BEGIN

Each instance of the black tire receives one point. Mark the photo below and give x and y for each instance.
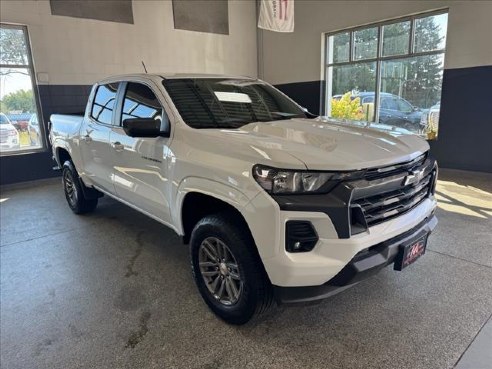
(72, 186)
(256, 295)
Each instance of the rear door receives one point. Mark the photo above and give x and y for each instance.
(95, 148)
(140, 164)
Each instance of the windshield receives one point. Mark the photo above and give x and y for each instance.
(228, 103)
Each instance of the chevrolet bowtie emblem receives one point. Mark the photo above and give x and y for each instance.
(414, 177)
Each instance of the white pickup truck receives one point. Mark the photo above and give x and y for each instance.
(276, 204)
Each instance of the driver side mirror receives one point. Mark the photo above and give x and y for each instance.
(145, 127)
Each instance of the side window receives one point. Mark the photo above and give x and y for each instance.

END

## The problem
Could you write out all of the rows above again, substituting "image" for "photo" everywhere and keeping everything else unchanged? Leave the pictures out.

## Result
Each instance of the black tire receives one point. Mark the image below and give x and y for each instance.
(72, 186)
(256, 295)
Each instance of the rear door receives one point. Mark the image above and give x and y for each instance.
(95, 148)
(140, 164)
Each instance of the windshield receives one point. Mark the image above and give x and y for each instance.
(228, 103)
Each instance of the chevrolet bowtie emblem receives one point. Mark the image above and give x and y for each instance.
(414, 177)
Each instance of the white pickup truck receives one point. Mark the image above and give x and y for each instance.
(276, 204)
Each instance of the driver side mirror receives one point. Mark the image above and give x and y for each instance.
(145, 127)
Each instance of the side window receives one point. Mark the image above and give x and y for each instance.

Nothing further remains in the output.